Exercise brief - Whatever the records say, repeat them exactly as given.

------ Material provided ------

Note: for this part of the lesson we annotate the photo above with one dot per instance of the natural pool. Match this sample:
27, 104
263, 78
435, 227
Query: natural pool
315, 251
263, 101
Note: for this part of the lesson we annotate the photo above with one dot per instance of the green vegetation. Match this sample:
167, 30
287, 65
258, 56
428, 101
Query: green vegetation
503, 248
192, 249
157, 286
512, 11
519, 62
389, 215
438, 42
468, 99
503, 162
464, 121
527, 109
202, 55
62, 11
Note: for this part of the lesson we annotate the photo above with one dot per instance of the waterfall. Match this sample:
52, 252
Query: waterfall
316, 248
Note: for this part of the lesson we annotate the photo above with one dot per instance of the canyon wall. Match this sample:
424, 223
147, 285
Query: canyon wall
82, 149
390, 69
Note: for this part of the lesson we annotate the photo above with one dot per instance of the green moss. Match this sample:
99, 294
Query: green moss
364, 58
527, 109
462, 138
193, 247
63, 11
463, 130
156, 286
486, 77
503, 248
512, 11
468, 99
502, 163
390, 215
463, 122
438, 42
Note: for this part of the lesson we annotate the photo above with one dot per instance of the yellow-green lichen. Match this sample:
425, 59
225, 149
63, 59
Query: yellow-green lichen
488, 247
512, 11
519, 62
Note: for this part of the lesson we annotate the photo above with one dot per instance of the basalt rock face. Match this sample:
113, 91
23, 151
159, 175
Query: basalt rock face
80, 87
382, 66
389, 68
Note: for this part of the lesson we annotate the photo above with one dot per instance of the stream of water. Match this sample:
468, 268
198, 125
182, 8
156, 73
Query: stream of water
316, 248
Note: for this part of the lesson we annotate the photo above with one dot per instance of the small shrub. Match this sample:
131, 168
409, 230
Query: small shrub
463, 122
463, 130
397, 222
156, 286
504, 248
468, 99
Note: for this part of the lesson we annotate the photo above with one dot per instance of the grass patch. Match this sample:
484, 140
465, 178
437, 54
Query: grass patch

------

Answer section -
Note: for this part of the lesson we annotate the photo above with one dot per instance of the natural pool. Match this sample:
27, 104
263, 78
435, 227
Query: natural pool
315, 251
263, 101
Note: for this part of the lesson we annotate the photo above with one dot per instance of the green vegetation. Match this sample:
167, 30
287, 65
258, 56
428, 101
Query: green vegetation
503, 248
192, 249
157, 286
512, 11
519, 62
389, 215
438, 42
468, 99
503, 162
464, 121
527, 109
202, 55
62, 11
Note: for this part of the lesson we annotate the photo above with one dot per instance of the waterfall. Match this sample:
52, 252
Query: waterfall
316, 248
Note: for this part of the lesson we annotate the photo above with one dot per instance of the canyon wall. Match this sample:
424, 223
147, 285
Query: canyon wall
82, 149
390, 69
Note: for this part of the lesson we annotate the photo above with one dot per instance of the green moss. Match this sample:
99, 294
Query: green moss
364, 58
527, 109
462, 138
193, 247
63, 11
463, 130
156, 286
486, 77
503, 248
512, 11
468, 99
502, 163
390, 215
463, 122
438, 42
Note: for this part of the lesson we annotate the photo above with one dot per instance of the yellow-green lichen. Match this sample:
425, 59
225, 149
63, 59
Query: yellow-green lichen
488, 247
512, 11
519, 62
Note: for this part of the lesson we annotate the photo above with one dot per instance of the basalt rock face. Match this sample:
113, 91
23, 151
159, 175
Query: basalt rock face
80, 87
382, 66
389, 68
Note: for this part of the lesson we annotate the photo above with one dot per instance of the stream of water. Match this sample:
468, 268
198, 125
182, 8
156, 73
Query: stream of water
316, 248
Note: for this part of the lesson we annotate the photo above with one dot per instance of the small shrub. Match this sample:
131, 168
409, 230
Query: small shrub
463, 122
463, 130
397, 222
156, 286
504, 248
468, 99
Note: for this part of the lesson we annotate the photo above with one dot per instance of the grass patch. Match this sample:
484, 140
465, 178
437, 54
Query: grass patch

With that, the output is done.